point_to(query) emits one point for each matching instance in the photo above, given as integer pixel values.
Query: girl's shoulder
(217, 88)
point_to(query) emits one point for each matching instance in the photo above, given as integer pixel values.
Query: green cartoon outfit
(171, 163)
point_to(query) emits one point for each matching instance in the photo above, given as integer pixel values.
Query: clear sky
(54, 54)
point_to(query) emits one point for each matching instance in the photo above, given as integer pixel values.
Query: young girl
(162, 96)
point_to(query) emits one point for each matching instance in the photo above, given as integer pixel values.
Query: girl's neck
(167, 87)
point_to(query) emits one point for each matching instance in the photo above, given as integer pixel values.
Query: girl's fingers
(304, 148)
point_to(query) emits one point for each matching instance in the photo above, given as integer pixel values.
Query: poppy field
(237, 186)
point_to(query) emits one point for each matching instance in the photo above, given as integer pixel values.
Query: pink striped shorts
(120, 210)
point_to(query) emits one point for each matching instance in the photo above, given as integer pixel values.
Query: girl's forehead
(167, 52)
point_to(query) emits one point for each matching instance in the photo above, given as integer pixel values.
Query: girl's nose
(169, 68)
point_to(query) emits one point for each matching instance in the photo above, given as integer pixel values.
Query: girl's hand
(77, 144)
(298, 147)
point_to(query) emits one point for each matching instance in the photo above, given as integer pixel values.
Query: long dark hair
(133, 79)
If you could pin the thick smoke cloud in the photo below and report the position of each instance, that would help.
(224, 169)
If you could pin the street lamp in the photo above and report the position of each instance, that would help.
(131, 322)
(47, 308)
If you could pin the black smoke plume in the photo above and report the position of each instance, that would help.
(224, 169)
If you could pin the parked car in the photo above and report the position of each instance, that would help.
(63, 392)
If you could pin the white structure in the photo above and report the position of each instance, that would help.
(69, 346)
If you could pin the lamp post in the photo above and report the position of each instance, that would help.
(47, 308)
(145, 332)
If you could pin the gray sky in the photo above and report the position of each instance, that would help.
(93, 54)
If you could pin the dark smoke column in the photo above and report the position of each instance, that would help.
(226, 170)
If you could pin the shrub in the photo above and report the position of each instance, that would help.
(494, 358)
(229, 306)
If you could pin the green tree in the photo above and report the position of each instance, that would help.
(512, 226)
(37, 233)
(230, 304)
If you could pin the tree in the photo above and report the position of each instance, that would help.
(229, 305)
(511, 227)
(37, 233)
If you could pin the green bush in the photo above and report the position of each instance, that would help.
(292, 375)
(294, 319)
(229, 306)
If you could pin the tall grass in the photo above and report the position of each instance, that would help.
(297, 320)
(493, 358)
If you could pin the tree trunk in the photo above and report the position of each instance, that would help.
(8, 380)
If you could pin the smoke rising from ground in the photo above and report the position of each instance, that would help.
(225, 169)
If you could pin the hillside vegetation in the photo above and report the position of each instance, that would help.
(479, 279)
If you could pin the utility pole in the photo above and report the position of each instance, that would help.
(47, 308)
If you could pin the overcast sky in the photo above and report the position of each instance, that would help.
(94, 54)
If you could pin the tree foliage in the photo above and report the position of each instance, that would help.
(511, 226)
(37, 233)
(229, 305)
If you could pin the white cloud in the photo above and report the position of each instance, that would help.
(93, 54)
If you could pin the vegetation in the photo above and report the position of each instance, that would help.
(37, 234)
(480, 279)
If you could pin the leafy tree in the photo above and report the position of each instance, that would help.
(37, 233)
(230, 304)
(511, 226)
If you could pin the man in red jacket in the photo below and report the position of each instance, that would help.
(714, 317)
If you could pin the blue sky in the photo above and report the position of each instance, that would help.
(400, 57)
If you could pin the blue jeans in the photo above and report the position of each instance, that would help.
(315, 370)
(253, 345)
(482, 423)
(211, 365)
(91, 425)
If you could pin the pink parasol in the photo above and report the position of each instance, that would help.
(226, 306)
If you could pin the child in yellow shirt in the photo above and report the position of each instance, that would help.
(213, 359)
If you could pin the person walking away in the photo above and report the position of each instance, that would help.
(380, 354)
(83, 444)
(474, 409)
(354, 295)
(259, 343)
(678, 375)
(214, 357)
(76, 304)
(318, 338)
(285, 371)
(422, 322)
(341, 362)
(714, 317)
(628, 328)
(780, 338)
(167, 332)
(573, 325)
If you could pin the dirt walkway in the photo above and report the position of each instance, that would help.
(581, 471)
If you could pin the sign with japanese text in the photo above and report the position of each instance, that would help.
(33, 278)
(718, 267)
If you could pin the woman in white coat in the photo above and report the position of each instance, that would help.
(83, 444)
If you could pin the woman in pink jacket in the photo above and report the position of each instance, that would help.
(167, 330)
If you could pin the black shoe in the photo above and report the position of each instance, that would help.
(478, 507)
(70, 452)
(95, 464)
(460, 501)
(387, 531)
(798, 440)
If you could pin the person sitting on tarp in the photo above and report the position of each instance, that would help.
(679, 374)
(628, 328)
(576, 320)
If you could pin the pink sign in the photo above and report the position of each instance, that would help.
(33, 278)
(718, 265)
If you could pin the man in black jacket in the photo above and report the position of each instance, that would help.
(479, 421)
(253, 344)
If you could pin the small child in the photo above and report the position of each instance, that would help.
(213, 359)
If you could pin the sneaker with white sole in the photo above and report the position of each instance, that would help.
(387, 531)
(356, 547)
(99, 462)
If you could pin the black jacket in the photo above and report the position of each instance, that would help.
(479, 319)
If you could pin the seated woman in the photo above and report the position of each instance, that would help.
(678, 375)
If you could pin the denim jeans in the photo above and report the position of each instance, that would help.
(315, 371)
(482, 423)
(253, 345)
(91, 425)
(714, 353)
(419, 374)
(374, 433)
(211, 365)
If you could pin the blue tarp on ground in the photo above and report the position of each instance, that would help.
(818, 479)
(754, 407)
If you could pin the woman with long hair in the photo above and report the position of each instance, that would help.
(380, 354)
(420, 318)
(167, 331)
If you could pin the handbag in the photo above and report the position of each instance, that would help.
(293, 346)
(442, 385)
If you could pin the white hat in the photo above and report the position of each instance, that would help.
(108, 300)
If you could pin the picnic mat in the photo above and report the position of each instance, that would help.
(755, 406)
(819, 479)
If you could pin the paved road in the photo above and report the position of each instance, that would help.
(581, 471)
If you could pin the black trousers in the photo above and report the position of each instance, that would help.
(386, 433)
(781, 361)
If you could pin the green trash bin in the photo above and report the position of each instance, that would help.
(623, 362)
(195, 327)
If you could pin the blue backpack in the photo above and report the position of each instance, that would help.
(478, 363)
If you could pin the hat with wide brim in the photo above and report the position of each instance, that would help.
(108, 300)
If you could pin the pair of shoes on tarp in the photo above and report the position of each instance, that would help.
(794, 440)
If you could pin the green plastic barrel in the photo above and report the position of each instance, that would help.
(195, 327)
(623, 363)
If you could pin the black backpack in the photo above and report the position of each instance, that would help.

Your assignment:
Make sure that every entry above is copied out exactly as it stands.

Task answer:
point_to(query) emits one point for each matching instance in the photo above, given as integer pixel values.
Query: girl's shoulder
(217, 88)
point_to(query) emits one point for each matching instance in the photo above, given as integer pixel values.
Query: green cartoon outfit
(171, 163)
point_to(query) emits one point for each matching instance in the photo above, given as integer pixel values.
Query: clear sky
(54, 54)
point_to(query) emits one point for each matching instance in the photo above, given as integer pixel values.
Query: young girl
(162, 96)
point_to(query) emits one point for each matching instance in the photo above, given as integer pixel values.
Query: girl's neck
(167, 87)
point_to(query) emits one point for each matching instance in the photo above, given as integer pixel values.
Query: girl's fingers
(304, 148)
point_to(query) emits one point for each matching instance in the photo above, given as integer pixel values.
Query: poppy field
(237, 186)
point_to(query) emits one point for each matching instance in the photo above, given as integer pixel values.
Query: pink striped shorts
(120, 210)
point_to(query) emits one point for each matching instance in the photo above, given as integer pixel values.
Query: girl's forehead
(167, 52)
point_to(query) emits one point for each matching instance in the photo above, given as integer pixel values.
Query: girl's nose
(169, 68)
point_to(query) emits one point for each matching instance in the photo above, given as integer pixel values.
Query: girl's hand
(77, 144)
(298, 147)
point_to(query) emits one point for each matching instance in the photo above, given as integer pixel values.
Query: long dark hair
(133, 79)
If you could pin the thick smoke cloud in the photo below and report the position of each instance, that would help.
(224, 169)
If you could pin the street lamp in the photo above and report the position of each instance, that would help.
(131, 322)
(47, 308)
If you could pin the black smoke plume in the photo above and report the position of each instance, that would help.
(224, 169)
If you could pin the parked car in the photo above and report the position of each instance, that would help.
(63, 392)
If you could pin the white structure in the photo above and report the position of each instance, that would help.
(69, 346)
If you could pin the lamp post in the photo above and report the position of each instance, that would help.
(47, 308)
(145, 332)
If you could pin the gray sky in the photo above and report the position of each instance, that would help.
(93, 54)
If you could pin the dark smoke column in the photo above and report the position of each instance, that would help.
(226, 170)
If you could pin the shrub in the photo above and report the position of each instance, that would help.
(494, 358)
(229, 306)
If you could pin the green tree in the photo above and report the position of each instance, that would help.
(512, 226)
(37, 233)
(230, 304)
If you could pin the tree in the photo above and report the position of each instance, that would help.
(229, 305)
(511, 227)
(37, 233)
If you could pin the green bush in the photo above and report the position of each instance, that would help.
(292, 375)
(294, 319)
(229, 306)
If you could pin the tall grass in the photo above and report the position of each instance, that would help.
(297, 320)
(493, 358)
If you could pin the tree trunk in the photo above and report the position of each instance, that would help.
(8, 380)
If you could pin the smoke rising from ground in the photo above and report the position of each instance, that would help.
(225, 169)
If you could pin the hillside vegetation in the photo above and report the position of each instance, that would help.
(479, 279)
If you could pin the utility pole in the photo above and report the position of each instance, that would help.
(47, 308)
If you could pin the overcast sky in the photo above and report the position of each instance, that would help.
(94, 54)
If you could pin the tree foliage in the photo above and report the position of each instance, that would help.
(511, 226)
(37, 233)
(229, 305)
If you could pin the white cloud in the photo above and report the position of each instance, that would help.
(93, 54)
If you could pin the vegetation in the photo above and report the position of each instance, that would help.
(37, 234)
(480, 279)
If you could pin the leafy tree in the photo above and report the position of each instance, that would help.
(37, 233)
(230, 304)
(511, 226)
If you could pin the man in red jacket in the photo below and report the position of each instance, that would help.
(714, 317)
If you could pin the blue sky in the photo above and report the position of each instance, that would help.
(400, 57)
If you could pin the blue jeans in the photo above and report the position of each instance, that would help.
(315, 370)
(253, 345)
(482, 423)
(211, 365)
(91, 425)
If you could pin the pink parasol in the photo above and report the position of each instance, that would help.
(226, 306)
If you could pin the child in yellow shirt in the photo above and report the position of each instance, that would help.
(213, 359)
If you could pin the person walking away in the photo above and report the position of each instance, that would help.
(380, 354)
(83, 444)
(474, 409)
(354, 295)
(259, 343)
(678, 375)
(214, 357)
(76, 304)
(318, 338)
(285, 371)
(422, 322)
(341, 362)
(714, 317)
(628, 328)
(780, 338)
(167, 332)
(573, 325)
If you could pin the dirt walkway in the photo above and report the position of each instance, that would help.
(581, 471)
If you could pin the sign with japanese text in the photo above and report the position of each instance, that would help.
(33, 278)
(718, 267)
If you could pin the woman in white coat in the photo above and report the position of each instance, that would help.
(83, 444)
If you could pin the woman in pink jacket in the photo above and report the position of each instance, that would help.
(167, 330)
If you could pin the black shoe in the photo above and report the position of each instance, that would help.
(478, 507)
(70, 452)
(95, 464)
(460, 501)
(387, 531)
(798, 440)
If you could pin the person sitting on tarp in the photo above and report the position of each instance, that would help.
(679, 374)
(628, 328)
(576, 320)
If you could pin the pink sign in the photo above and report the position of each instance, that would help.
(33, 278)
(718, 265)
If you could pin the man in black jacket in the photo above and report the position of each instance, that would help.
(479, 421)
(253, 344)
If you could pin the small child in the photo above and report the position of each instance, that would help.
(213, 359)
If you could pin the sneaker with white sole in the photo above and report the position of each instance, that would help.
(387, 531)
(356, 547)
(99, 462)
If you could pin the black jacket in the photo above and report the position of each instance, that would help.
(479, 319)
If you could pin the seated woman in the photo above and report the position of each instance, that would help.
(678, 375)
If you could pin the denim jeans in the photo above and report the position of each instance, that would help.
(315, 371)
(482, 423)
(253, 345)
(91, 425)
(714, 353)
(419, 374)
(374, 433)
(211, 365)
If you could pin the blue tarp on ground in the photo above and report the position of each instance, that would help.
(818, 479)
(754, 407)
If you could pin the woman with long hair in the photo above and report the position of each instance, that would help.
(380, 354)
(420, 318)
(167, 331)
If you could pin the handbag in the photo above and report the position of each instance, that would help.
(293, 346)
(442, 385)
If you could pin the white hat in the photo above and report the position of each instance, that would help.
(108, 300)
If you could pin the picnic mat in the photo above and report the position of each instance, that would help.
(755, 406)
(819, 479)
If you could pin the paved road in the photo above and report the position of each instance, that would help.
(581, 471)
If you could pin the black trousers in the photo above and report the position of each instance, that would help.
(386, 433)
(781, 361)
If you could pin the green trash bin in the photo above and report the position of each instance, that would help.
(623, 362)
(195, 327)
If you could pin the blue backpack in the photo above and report the position of each instance, that would help.
(478, 363)
If you could pin the hat with wide brim in the photo above and report the position of each instance, that would help.
(108, 300)
If you could pin the pair of shoes on tarp in the photo above and report the position of each instance, that would help.
(794, 440)
If you could pin the green plastic barrel in the photo above and report the position of each instance, that would help.
(195, 327)
(623, 363)
If you could pin the black backpack in the photo above and report the position of each instance, that would help.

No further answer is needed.